*** Entries shown ***

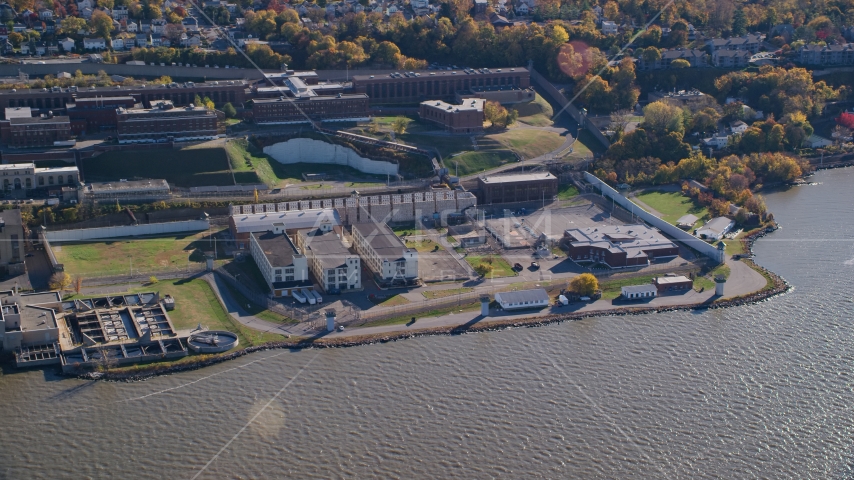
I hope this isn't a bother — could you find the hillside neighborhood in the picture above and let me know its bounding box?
[0,0,854,374]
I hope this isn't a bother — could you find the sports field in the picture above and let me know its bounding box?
[51,231,222,278]
[82,147,247,187]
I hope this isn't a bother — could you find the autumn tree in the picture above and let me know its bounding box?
[569,273,599,296]
[48,272,71,291]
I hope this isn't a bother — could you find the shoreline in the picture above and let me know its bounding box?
[60,225,792,382]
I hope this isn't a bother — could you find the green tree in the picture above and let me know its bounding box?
[222,102,237,118]
[48,272,71,291]
[391,117,409,135]
[569,273,599,296]
[474,262,495,277]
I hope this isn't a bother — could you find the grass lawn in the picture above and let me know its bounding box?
[225,139,386,189]
[403,237,442,253]
[466,255,517,278]
[637,191,709,224]
[452,150,516,176]
[81,147,241,187]
[513,94,554,127]
[359,300,480,328]
[421,287,474,299]
[225,285,299,324]
[53,231,224,277]
[557,184,578,200]
[488,128,565,159]
[694,265,730,291]
[724,232,745,256]
[368,293,409,307]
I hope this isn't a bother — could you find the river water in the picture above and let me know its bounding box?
[0,168,854,479]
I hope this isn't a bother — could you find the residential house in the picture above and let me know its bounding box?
[83,37,107,50]
[181,33,202,48]
[181,17,199,32]
[703,135,729,150]
[112,5,128,22]
[803,134,833,148]
[59,37,74,52]
[136,33,151,48]
[638,48,708,70]
[151,18,166,34]
[798,43,854,65]
[706,34,765,54]
[712,50,753,68]
[729,120,748,135]
[602,20,617,35]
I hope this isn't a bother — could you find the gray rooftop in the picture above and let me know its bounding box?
[566,225,676,258]
[250,232,299,268]
[495,288,549,303]
[297,228,353,269]
[480,172,557,184]
[621,283,655,293]
[353,223,409,261]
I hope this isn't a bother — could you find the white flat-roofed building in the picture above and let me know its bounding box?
[0,163,80,190]
[697,217,735,240]
[353,223,418,284]
[495,288,550,310]
[620,283,658,300]
[296,227,362,293]
[249,224,312,297]
[234,208,341,250]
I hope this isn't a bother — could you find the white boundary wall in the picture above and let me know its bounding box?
[584,172,723,263]
[264,138,398,175]
[45,220,210,242]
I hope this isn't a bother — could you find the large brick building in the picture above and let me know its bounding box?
[65,95,136,134]
[353,67,531,104]
[0,80,248,116]
[418,98,484,133]
[116,100,217,143]
[562,225,679,268]
[252,94,370,124]
[477,172,558,204]
[0,107,71,148]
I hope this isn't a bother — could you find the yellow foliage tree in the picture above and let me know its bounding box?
[569,273,599,296]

***

Copy out all the lines above, swapping "sports field" for "soccer field" and changing nothing else. Leave the pictures out.

The result:
I hope this isn't a bother — could you find the hillside neighborhood in the picture above and let me know its bounding box?
[0,0,854,374]
I hope this isn't a bother — could you find the soccer field in the picture above and let me know its bounding box?
[51,231,222,278]
[82,147,247,187]
I hope this isn't a bother — could you find the autumn tree in the picture above and let me know its bounding box?
[569,273,599,296]
[48,272,71,291]
I hope this isn't a bother — could you find the shoreline in the picture above and let me know its bounding box?
[60,225,792,382]
I hope this isn't a bother — could you find the green tree in the picture above and let me know its bounding box?
[222,102,237,118]
[48,272,71,291]
[391,117,409,135]
[569,273,599,296]
[474,262,495,277]
I hope this isn't a bother — could you find the grass lawn in the picture above and let me know its bounding box?
[225,139,386,189]
[403,237,442,253]
[466,255,517,278]
[637,191,709,224]
[452,150,516,176]
[81,147,241,187]
[513,94,554,127]
[359,300,480,328]
[421,287,474,299]
[225,285,299,324]
[53,231,224,277]
[557,184,578,200]
[488,128,565,159]
[694,265,730,291]
[724,232,745,256]
[368,293,409,307]
I hope this isn't a bother — could you find the river water in the picture above and let me know its bounding box?
[0,168,854,479]
I hope this isn't a bother — could you find the residential house in the picture above and let me know its bounding box?
[83,37,107,50]
[181,33,202,48]
[181,17,199,32]
[703,135,729,150]
[112,5,128,22]
[803,134,833,148]
[59,37,74,52]
[136,33,151,48]
[638,48,708,70]
[151,18,166,34]
[798,43,854,65]
[706,34,765,54]
[712,50,753,68]
[729,120,748,135]
[602,20,617,35]
I hope this isn't a bother — could you find the gray rooftop in the picture above and let me know its bounding box?
[566,225,676,258]
[250,232,299,268]
[495,288,549,303]
[297,228,353,269]
[480,172,557,184]
[621,283,655,293]
[353,223,409,261]
I hope this isn't a bother — could you find the white flat-roofed building in the picture above and let me know its bounding box?
[0,163,80,190]
[697,217,735,240]
[353,223,418,284]
[495,288,550,310]
[620,283,658,300]
[296,227,362,293]
[249,224,312,297]
[234,208,341,250]
I hope this isn't a bother — could you find the white boundary wall in the picture above and let me know its bounding box?
[584,172,723,263]
[264,138,398,175]
[45,220,210,242]
I hope this isn't a bother — could you find the large brick building in the picture above and let me know its bounding box?
[65,95,136,134]
[353,67,531,104]
[0,80,248,116]
[418,98,484,133]
[116,100,217,143]
[562,225,679,268]
[252,94,370,124]
[477,172,558,204]
[0,107,71,148]
I hope this isn't a bother — could you find the yellow foliage tree in the picture above and let me know its bounding box?
[569,273,599,296]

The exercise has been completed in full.